Region pointing data:
==============================

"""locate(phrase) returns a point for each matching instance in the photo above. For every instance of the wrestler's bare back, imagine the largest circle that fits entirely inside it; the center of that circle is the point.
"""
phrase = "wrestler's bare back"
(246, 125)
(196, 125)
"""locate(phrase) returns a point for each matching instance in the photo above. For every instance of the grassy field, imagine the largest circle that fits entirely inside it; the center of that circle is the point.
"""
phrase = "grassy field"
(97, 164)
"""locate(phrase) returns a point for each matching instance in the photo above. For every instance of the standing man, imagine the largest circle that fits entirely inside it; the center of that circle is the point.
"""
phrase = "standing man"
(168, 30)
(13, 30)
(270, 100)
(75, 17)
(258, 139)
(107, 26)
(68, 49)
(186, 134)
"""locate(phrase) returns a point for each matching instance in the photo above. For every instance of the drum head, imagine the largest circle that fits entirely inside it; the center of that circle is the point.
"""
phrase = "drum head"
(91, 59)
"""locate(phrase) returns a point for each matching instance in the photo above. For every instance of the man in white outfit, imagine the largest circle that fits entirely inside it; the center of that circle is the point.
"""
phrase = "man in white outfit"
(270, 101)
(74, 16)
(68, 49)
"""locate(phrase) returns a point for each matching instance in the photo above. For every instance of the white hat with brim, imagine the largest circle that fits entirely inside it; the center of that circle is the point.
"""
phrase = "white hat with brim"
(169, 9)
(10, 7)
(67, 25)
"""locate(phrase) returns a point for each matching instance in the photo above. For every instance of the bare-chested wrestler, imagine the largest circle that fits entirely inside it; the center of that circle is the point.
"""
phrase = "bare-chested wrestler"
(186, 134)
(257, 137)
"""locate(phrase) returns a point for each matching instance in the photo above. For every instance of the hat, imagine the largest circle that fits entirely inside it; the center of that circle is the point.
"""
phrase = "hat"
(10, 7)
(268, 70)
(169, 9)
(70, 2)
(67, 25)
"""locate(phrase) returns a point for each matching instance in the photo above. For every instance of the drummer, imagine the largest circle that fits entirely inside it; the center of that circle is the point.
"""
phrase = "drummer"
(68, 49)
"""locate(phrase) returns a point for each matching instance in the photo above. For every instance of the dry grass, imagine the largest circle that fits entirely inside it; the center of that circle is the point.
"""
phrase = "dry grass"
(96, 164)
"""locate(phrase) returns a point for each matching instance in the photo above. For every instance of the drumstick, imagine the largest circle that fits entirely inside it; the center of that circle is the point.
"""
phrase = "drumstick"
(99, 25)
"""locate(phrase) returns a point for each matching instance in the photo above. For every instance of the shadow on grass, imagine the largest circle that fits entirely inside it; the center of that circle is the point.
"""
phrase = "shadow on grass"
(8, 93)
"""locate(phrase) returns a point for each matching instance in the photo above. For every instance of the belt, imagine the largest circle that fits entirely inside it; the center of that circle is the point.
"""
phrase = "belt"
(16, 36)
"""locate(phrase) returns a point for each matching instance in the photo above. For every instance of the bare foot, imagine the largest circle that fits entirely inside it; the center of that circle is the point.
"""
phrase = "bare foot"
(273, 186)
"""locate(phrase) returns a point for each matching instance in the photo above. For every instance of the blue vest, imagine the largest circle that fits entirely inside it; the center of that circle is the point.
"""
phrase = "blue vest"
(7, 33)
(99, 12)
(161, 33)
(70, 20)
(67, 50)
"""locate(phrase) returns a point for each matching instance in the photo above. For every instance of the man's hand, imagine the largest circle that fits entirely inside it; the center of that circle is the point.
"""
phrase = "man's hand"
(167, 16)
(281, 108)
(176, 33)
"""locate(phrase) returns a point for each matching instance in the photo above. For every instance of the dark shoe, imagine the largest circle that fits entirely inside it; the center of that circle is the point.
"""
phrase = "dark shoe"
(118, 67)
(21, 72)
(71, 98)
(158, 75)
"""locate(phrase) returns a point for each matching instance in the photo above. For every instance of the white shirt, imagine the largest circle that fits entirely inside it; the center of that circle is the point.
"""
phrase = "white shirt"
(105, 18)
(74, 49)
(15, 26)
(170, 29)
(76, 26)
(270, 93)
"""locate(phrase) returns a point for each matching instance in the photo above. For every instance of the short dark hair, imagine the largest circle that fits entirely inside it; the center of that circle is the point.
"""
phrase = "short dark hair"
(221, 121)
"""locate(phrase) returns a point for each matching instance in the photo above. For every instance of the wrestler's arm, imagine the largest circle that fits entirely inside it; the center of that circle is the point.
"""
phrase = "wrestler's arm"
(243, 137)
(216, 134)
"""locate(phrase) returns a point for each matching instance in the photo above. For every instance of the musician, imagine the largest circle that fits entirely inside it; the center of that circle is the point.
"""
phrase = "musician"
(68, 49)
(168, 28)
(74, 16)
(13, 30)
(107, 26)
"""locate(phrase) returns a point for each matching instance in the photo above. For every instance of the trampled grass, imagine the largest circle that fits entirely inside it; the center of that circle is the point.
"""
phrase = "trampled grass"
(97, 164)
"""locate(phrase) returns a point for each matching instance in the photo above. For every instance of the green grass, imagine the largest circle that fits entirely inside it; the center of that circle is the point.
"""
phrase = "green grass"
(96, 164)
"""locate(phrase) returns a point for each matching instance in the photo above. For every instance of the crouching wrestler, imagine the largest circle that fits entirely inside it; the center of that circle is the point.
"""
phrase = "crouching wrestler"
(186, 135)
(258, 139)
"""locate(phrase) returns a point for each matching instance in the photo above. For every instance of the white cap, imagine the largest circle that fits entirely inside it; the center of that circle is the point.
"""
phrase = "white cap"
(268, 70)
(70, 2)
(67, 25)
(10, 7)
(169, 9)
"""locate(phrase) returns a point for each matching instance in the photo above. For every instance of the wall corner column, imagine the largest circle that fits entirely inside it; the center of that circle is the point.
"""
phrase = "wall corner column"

==============================

#### WORK REQUEST
Scan the entries above for the string "corner" and copy each line that contains it.

#### RESPONSE TO THIS EXERCISE
"""locate(phrase) returns a point for each matching instance in the photo above. For every instance of the wall corner column, imagine the largest circle that fits entirely inside it; the center of that circle is the point.
phrase = "wall corner column"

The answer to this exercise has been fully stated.